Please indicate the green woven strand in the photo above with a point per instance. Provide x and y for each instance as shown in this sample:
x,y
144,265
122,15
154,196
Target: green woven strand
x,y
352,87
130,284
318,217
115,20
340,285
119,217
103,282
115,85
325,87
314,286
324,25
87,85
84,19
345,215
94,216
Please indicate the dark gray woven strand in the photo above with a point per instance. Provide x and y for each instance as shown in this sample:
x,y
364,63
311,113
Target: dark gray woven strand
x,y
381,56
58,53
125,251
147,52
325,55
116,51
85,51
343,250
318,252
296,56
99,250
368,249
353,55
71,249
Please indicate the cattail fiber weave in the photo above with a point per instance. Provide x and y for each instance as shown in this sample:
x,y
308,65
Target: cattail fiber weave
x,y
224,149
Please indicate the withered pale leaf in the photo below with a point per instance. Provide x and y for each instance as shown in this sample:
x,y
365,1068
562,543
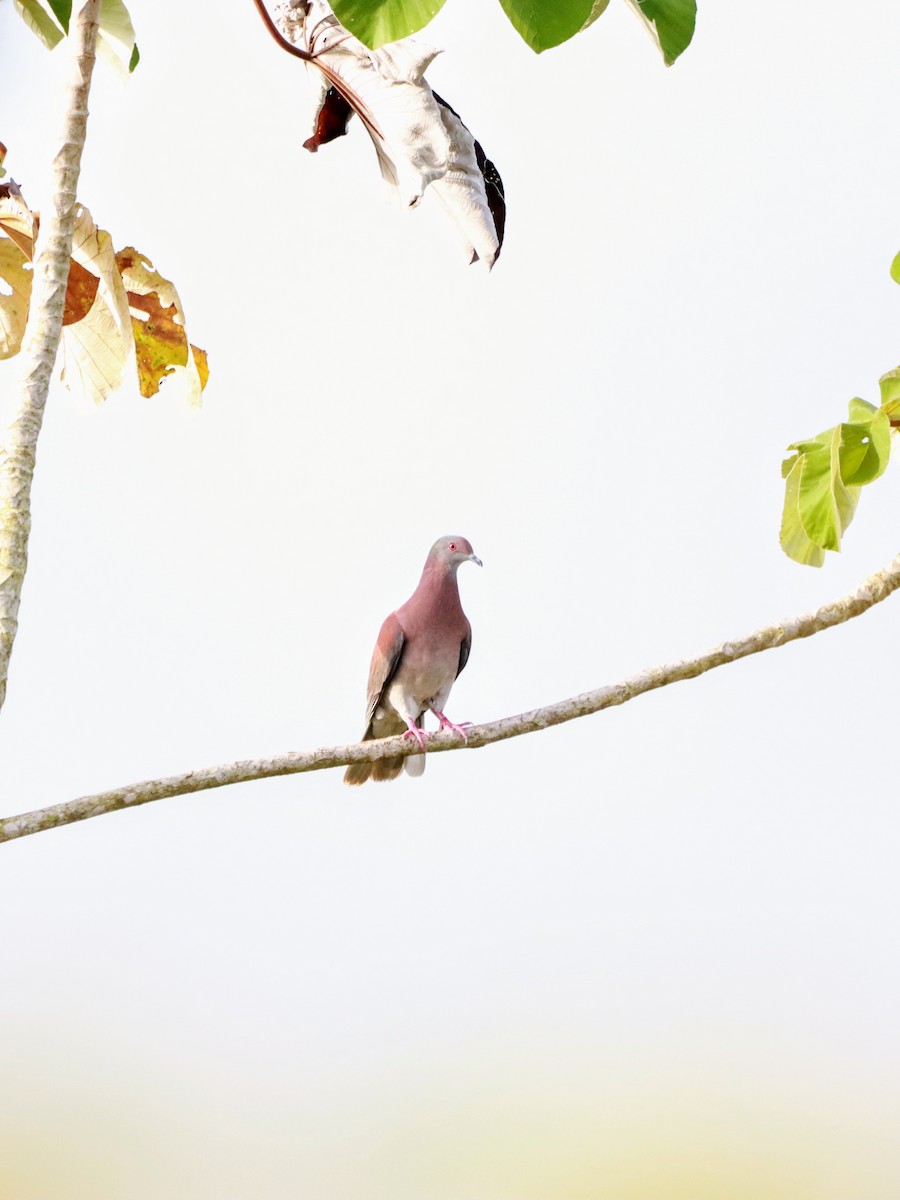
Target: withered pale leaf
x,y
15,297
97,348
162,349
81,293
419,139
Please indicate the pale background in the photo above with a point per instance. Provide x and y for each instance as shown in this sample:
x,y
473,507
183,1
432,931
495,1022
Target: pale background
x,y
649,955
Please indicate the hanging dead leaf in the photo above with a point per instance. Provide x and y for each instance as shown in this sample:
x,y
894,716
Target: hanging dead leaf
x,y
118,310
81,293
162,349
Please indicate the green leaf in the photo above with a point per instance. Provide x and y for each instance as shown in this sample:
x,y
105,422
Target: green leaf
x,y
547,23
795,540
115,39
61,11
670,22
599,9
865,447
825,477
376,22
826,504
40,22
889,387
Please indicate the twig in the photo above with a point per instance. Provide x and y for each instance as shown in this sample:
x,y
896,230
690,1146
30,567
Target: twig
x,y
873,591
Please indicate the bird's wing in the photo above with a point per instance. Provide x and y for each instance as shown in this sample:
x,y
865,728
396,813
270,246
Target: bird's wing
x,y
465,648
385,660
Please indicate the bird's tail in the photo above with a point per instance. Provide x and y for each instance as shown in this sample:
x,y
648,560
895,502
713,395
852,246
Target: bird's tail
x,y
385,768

= = =

Directions for this task: Go through the records and gather the lines that hold "photo".

Exercise response:
Please indicate the green woven strand in the photo above with a point per instance. Provide x and y for each instance as shown in this sample:
Please indicate the dark gray woven strand in the photo above with a point per instance. Provide x and y for each instance as shown in this sample:
Please indicate the cattail fiber weave in the photo above with a point per instance. Provide x and y for each instance as shown in this sample:
Please indicate the withered pale leaf in the photo below with a point per instance. Provide x and y for each instance as shown in this sample:
Please indicate the pale background in the photo above with a point per instance. Provide x and y for each instance as shown in this sample:
Please indicate the hanging dead leaf in the photo above with a point per instance. Provide x and y for each instance as shown in this sample:
Please indicate the green leaf in the photo above with a point per instance. Provide x and y for each instance as shown in this sample:
Please indicate the twig in the photo above with a point per instance. Provide x and y for each instance as shown in this sample:
Please indicate the bird's wing in the photo above with a point per instance. Provide x and y for each instance as shown in this sample:
Please indicate the bird's tail in the photo above with a point per instance. Provide x and y for each instance as shown in this sample:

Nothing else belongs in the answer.